SOURCE EXTRACT →
Protecting Your Skin – A Guide to Sun-Proofing Your Skin

It is officially summer and it is time to talk about skin aging, skin cancer and, most importantly, ways of protecting the skin from the “harmful rays of the sun”.

Sun exposure is considered the most common cause of premature wrinkles in our society. Did you know that many experts are calling sun tanning and tanning booths the “tobacco of the 21st century”?

If you want to keep your youthful skin for as long as possible, then you better pay attention to what follows! It may well save you from a decade or more of premature skin aging and may even save you from those dreaded words, “You have skin cancer.”

Protect Your Skin For a Long & Healthy Life

First, it is important to understand that skin cancer, in one form or another, accounts for about fifty percent of all cancers. Most of these skin cancers are basal cell carcinoma, a common and benign form. The second most common form is squamous cell carcinoma, a form that is generally benign but can become invasive in rare cases when left untreated. The least common and most dangerous form is melanoma, a form that is aggressive and deadly. Because skin cancer accounts for such a significant amount of cancer incidence, keeping the skin healthy can have a significant impact on longevity and quality of life. Treatment of even benign forms of skin cancer can leave unsightly scars and thus prevention is key.

YOUR TASKS →
1. From the sun-protection guide, extract the passage starting at "First, it is" and ending at "prevention is key.".
2. In the sun-protection guide, which form of skin cancer is the least common and most dangerous?
3. Carry on the sun-protection guide from its last sentence.

INFORMATION GIVEN →

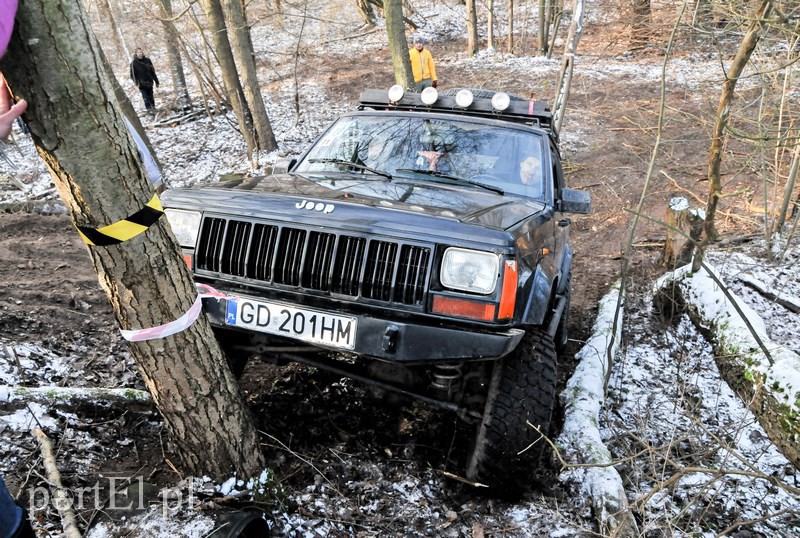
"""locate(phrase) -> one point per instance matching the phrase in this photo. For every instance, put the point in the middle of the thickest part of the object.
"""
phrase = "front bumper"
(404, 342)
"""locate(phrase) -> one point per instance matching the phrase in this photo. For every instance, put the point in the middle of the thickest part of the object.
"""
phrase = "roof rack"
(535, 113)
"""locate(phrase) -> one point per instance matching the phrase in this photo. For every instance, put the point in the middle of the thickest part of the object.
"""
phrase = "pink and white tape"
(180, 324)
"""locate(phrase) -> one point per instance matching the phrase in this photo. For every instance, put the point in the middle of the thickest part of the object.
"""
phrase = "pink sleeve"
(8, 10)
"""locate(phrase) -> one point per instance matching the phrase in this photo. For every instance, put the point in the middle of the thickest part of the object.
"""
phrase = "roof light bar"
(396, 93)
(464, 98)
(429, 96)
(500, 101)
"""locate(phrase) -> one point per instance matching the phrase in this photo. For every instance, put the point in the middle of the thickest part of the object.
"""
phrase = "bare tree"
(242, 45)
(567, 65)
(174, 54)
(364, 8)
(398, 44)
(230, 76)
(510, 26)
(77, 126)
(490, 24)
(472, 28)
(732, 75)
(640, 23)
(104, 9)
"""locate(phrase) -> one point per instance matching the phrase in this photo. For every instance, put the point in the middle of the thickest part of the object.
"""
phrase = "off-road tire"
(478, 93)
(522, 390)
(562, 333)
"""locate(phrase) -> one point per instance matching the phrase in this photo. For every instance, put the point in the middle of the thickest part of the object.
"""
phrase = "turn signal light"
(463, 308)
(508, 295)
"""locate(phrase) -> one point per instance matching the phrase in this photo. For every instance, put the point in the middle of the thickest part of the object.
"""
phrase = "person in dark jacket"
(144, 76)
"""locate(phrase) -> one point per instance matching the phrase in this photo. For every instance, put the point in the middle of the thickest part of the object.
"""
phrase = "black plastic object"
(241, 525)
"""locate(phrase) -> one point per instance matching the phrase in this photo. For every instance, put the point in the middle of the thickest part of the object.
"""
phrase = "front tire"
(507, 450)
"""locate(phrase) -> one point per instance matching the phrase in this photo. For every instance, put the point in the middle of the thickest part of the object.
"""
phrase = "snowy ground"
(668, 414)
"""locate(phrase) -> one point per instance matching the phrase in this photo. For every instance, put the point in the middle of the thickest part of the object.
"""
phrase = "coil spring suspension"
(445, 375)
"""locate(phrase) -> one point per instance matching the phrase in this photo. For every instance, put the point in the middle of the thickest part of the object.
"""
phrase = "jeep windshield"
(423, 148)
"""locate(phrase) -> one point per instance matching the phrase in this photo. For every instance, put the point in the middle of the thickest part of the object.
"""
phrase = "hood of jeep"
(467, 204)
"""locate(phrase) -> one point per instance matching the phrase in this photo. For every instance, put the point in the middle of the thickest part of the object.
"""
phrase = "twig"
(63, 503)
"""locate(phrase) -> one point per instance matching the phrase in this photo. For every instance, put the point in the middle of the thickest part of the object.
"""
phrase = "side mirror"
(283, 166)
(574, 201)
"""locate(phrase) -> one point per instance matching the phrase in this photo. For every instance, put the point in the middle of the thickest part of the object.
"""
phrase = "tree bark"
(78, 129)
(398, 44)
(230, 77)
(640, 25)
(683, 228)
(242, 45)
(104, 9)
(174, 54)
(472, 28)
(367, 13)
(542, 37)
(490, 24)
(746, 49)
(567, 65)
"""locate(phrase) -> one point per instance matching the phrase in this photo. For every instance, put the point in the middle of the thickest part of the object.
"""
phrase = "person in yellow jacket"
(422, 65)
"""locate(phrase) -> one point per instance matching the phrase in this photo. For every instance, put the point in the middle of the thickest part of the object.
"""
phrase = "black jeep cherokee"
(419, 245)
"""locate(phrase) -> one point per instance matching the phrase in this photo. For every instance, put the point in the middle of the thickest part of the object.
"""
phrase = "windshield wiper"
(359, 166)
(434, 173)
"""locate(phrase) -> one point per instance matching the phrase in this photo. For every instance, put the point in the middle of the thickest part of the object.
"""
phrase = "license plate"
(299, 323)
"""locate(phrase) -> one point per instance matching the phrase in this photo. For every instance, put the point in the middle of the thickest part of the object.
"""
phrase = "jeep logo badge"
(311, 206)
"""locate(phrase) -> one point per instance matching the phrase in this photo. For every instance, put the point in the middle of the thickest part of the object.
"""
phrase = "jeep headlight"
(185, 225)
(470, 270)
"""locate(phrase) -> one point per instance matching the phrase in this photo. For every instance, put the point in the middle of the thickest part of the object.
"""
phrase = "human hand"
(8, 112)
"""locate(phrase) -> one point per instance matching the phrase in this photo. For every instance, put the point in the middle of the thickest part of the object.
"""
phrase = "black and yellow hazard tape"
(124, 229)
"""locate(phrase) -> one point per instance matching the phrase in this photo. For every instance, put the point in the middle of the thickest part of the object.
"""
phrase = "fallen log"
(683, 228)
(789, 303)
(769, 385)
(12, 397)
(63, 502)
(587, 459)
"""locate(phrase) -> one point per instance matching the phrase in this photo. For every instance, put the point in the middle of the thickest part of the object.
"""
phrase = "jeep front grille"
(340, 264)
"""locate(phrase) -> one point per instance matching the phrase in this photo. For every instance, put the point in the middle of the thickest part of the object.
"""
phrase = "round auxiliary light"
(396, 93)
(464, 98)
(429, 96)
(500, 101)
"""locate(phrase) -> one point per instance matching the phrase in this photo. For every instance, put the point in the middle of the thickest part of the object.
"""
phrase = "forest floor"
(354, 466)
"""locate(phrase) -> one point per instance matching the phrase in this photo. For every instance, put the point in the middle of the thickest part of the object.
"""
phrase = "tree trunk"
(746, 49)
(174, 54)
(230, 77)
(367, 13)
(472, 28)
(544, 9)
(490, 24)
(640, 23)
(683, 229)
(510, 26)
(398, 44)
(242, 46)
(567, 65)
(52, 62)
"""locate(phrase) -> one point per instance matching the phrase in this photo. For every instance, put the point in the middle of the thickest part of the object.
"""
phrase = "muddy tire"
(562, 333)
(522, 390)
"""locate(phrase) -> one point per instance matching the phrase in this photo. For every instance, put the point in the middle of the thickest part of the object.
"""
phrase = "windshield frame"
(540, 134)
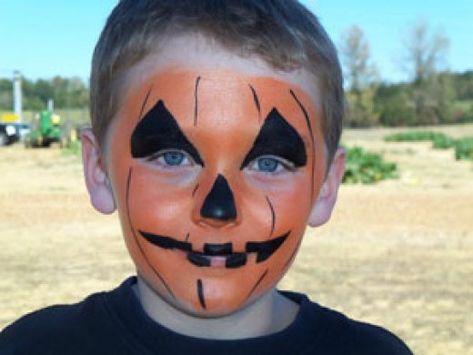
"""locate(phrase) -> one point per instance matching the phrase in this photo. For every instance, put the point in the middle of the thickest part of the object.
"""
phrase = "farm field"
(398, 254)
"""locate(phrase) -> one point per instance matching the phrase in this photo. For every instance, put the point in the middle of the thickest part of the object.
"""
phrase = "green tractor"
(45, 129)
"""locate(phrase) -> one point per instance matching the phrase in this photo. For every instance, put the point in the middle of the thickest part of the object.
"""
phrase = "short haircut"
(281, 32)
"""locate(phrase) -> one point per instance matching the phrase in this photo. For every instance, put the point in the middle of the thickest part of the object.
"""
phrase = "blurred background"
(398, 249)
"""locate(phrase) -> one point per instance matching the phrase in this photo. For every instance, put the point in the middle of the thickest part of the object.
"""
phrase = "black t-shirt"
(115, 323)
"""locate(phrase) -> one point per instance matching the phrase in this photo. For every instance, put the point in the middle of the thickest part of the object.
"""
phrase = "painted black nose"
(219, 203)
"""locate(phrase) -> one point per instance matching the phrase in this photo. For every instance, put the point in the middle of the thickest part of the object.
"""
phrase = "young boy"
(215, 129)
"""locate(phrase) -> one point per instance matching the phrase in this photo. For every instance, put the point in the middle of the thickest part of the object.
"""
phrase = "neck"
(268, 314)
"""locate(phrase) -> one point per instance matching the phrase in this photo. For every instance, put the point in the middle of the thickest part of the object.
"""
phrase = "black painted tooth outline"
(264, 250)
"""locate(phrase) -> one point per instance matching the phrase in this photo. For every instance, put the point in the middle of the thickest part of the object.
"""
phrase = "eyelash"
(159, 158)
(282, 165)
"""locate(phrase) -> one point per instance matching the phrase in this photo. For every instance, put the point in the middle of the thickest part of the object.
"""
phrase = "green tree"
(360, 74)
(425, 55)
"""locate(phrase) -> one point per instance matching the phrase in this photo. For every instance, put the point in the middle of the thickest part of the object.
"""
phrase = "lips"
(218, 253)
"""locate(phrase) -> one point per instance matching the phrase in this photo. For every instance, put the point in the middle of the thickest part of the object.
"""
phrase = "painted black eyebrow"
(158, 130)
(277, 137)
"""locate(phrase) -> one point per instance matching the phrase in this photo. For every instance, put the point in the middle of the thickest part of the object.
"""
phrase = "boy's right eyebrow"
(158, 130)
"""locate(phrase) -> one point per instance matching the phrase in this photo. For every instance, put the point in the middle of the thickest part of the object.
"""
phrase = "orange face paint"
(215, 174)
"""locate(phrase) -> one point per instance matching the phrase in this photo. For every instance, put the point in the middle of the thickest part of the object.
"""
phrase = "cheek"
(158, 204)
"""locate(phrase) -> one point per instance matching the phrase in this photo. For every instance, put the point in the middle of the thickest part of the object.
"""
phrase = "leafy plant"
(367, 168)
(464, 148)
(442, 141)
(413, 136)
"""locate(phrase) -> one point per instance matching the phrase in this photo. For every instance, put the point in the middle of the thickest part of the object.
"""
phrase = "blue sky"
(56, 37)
* * *
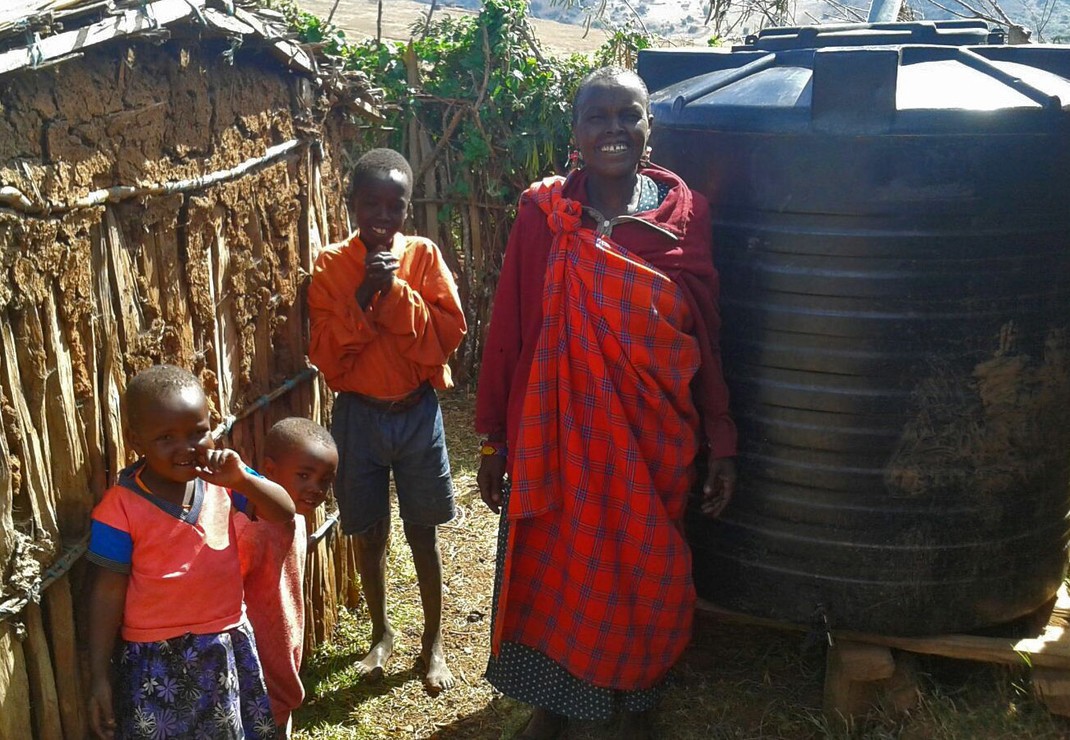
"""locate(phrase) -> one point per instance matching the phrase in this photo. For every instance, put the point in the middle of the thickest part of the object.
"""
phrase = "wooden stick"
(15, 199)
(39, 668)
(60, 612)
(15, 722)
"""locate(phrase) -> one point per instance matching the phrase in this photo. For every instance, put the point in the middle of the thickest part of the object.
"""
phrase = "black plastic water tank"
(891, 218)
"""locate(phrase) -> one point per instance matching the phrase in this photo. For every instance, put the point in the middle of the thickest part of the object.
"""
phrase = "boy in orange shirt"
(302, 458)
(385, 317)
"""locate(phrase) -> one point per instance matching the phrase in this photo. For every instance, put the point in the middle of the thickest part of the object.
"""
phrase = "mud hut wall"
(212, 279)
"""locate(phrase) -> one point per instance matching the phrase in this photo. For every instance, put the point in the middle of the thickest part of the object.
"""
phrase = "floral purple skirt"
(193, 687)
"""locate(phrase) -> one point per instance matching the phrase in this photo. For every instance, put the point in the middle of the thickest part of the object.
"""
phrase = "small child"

YOUR WRITTEN ANSWERS →
1.
First, it is important to understand that skin cancer, in one form or another, accounts for about fifty percent of all cancers. Most of these skin cancers are basal cell carcinoma, a common and benign form. The second most common form is squamous cell carcinoma, a form that is generally benign but can become invasive in rare cases when left untreated. The least common and most dangerous form is melanoma, a form that is aggressive and deadly. Because skin cancer accounts for such a significant amount of cancer incidence, keeping the skin healthy can have a significant impact on longevity and quality of life. Treatment of even benign forms of skin cancer can leave unsightly scars and thus prevention is key.

2. Melanoma

3.
Many experts blame sun exposure for the high incidence of skin cancer in our society. Although UV rays can damage skin cells and increase the risk of skin cancer, there are likely other factors that play an even more important role such as age and nutrition.

Questions about the link between sun exposure and skin cancer have been raised by studies that found office workers were at a higher risk of developing malignant melanomas compared to people whose lifestyles and work exposed them to larger quantities of sunlight. In one such study, the lowest risk of melanoma was found in the group who listed sunbathing as their main outdoor activity (Lancet 2: 290-92, 1982).

Numerous other studies have been performed to test these findings, many of which confirm the results. Please note, these results do not prove that sun exposure is not a contributor to melanomas, it simply shows that we must look for other co-factors that may prove to play an even more important role in the ultimate development of melanoma.

The bottom line: People who work outside and are exposed to sunlight most days produce melanin that works to protect the cells from damage. The people who are most at risk are the occasional sun worshipers. It is also important to realize that other factors such as genetics and nutrition may play a significant role in the development of melanoma.
Research into the use of sunscreen has failed to correlate sunscreen use with a decreased risk of melanoma (Ann of Int Med. 2003; 139(12)966-78). Other research shows that melanoma risk continues to increase despite the increased use of sunscreen. In fact, Boston University School of Medicine reported that in the US, melanoma diagnosis is increasing at a rate faster than any other form of cancer. Researchers are unsure as to why this is occurring at such an alarming rate, suggested explanations include

  • Sunscreens give a false sense of security and people are spending more time in the sun
  • People are not using sunscreen properly. This includes not applying enough sunscreen and not applying it often enough.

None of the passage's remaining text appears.